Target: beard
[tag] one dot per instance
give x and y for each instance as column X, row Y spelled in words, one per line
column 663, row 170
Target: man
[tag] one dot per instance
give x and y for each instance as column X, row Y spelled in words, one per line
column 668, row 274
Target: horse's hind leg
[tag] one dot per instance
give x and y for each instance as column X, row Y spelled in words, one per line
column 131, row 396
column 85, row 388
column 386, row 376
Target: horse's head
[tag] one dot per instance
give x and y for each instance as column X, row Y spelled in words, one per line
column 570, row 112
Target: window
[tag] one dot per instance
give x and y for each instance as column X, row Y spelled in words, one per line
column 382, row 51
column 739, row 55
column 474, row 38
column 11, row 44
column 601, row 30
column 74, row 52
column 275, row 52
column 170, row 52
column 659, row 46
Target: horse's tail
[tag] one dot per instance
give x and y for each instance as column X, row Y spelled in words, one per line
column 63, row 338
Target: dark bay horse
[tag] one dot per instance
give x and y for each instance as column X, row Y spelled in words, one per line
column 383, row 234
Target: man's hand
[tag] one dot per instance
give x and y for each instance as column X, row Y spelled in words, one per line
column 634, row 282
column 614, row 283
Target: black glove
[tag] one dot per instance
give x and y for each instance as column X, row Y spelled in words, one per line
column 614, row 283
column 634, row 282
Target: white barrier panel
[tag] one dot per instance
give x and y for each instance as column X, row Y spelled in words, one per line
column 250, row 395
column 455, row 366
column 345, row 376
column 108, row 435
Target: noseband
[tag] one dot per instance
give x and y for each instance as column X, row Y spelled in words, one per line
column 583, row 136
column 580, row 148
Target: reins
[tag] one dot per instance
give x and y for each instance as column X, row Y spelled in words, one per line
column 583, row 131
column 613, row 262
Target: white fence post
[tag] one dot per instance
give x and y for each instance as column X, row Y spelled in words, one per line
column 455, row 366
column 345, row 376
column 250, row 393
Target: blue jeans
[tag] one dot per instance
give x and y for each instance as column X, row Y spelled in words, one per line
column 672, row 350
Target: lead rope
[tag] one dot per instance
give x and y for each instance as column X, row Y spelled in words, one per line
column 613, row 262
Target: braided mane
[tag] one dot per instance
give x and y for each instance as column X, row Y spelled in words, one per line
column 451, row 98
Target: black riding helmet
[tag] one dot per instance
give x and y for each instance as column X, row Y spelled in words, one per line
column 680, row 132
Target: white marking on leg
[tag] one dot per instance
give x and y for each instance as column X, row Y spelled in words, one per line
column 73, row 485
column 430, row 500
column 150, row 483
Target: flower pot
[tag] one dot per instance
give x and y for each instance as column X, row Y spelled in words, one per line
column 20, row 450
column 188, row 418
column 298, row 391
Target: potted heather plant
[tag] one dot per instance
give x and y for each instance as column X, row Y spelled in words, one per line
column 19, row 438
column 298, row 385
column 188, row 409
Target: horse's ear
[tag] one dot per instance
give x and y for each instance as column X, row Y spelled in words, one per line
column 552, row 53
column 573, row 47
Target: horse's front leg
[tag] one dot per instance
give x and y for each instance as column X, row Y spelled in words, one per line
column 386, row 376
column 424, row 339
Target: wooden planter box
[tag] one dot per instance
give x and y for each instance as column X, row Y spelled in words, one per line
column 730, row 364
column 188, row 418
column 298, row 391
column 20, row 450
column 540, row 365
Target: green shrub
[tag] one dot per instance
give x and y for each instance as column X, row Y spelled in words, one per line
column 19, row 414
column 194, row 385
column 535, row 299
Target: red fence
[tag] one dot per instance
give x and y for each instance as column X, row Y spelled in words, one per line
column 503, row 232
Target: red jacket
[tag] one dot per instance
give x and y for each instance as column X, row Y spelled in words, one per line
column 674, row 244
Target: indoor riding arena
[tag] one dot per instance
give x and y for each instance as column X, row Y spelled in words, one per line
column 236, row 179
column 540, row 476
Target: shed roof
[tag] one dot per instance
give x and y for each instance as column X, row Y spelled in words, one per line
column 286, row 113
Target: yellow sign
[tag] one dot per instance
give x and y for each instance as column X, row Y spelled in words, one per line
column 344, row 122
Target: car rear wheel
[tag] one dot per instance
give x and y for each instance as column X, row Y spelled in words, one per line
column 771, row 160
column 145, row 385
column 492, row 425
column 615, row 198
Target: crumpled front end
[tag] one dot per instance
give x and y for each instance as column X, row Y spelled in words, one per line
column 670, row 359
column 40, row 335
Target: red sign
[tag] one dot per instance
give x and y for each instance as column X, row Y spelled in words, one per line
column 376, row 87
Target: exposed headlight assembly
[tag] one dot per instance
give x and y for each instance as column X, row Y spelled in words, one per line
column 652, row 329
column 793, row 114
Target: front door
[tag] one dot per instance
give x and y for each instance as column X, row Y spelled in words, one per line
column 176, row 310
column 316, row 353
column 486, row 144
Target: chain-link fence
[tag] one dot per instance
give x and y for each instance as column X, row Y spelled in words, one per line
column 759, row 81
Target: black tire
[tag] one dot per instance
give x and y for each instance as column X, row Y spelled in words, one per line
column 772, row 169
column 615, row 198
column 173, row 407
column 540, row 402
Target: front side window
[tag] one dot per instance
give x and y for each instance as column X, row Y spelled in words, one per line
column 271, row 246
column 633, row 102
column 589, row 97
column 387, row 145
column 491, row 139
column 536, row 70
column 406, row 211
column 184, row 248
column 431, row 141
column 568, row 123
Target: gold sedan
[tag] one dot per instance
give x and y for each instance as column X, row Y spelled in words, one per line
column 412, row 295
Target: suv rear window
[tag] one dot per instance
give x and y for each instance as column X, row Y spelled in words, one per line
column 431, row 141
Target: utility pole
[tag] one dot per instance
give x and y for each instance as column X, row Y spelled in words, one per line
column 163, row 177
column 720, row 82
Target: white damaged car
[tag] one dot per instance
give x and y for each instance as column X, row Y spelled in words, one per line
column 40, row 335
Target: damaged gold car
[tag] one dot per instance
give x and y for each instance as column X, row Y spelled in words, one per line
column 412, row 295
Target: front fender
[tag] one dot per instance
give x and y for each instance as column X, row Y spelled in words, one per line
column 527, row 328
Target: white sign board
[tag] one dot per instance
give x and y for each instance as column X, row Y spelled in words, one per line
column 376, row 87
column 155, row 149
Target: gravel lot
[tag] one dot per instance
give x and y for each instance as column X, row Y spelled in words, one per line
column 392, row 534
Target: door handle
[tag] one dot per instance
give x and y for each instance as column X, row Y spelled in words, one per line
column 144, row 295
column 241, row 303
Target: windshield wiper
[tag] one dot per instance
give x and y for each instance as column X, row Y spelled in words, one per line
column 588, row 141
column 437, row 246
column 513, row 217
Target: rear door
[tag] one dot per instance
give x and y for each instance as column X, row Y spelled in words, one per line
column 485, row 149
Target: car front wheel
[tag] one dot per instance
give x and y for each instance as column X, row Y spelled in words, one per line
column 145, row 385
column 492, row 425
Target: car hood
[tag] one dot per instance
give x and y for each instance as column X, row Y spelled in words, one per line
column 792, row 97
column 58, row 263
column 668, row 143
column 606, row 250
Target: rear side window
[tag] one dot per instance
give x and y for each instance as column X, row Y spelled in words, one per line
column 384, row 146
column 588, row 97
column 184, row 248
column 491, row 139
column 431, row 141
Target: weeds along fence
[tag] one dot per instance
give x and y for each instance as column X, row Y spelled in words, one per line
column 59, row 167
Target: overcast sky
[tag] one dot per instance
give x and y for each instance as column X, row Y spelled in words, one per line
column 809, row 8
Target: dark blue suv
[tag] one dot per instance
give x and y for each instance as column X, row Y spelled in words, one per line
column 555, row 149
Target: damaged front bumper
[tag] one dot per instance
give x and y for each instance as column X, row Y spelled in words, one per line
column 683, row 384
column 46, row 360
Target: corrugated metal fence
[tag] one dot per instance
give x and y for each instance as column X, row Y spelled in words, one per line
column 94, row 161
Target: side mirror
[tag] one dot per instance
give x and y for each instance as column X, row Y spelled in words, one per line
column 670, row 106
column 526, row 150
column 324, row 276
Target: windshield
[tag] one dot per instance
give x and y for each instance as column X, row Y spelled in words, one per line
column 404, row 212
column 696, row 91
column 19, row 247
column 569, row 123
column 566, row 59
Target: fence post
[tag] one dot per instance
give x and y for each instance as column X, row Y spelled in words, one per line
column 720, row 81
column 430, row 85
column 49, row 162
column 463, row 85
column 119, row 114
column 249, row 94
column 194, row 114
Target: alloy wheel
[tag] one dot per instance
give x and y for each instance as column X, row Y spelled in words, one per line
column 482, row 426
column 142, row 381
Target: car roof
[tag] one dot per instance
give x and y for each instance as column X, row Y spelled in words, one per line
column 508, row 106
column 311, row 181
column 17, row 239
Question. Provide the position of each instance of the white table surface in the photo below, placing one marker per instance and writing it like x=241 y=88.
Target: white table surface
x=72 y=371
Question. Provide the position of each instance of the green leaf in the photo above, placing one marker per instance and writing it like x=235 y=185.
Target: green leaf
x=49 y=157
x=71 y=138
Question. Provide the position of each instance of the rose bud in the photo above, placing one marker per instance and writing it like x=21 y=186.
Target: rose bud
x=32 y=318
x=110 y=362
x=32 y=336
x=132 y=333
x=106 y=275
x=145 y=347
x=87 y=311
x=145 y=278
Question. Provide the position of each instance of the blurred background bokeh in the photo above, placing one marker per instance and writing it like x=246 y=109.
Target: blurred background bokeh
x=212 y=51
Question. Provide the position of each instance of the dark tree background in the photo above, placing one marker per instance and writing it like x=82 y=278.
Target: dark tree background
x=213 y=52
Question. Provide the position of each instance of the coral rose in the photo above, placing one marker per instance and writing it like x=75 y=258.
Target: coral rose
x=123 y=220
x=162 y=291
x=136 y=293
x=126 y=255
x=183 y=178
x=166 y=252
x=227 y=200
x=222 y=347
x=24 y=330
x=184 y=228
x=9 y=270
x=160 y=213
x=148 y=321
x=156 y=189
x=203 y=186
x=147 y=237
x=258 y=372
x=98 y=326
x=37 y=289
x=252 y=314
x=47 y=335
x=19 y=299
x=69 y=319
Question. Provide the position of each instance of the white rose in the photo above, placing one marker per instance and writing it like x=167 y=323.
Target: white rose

[YOUR ASSIGNMENT] Copy every line from the records above that contains the string "fence".

[TASK OUTPUT]
Target: white fence post
Target: red fence
Target: chain-link fence
Target: weeds along fence
Target: corrugated metal fence
Target: fence post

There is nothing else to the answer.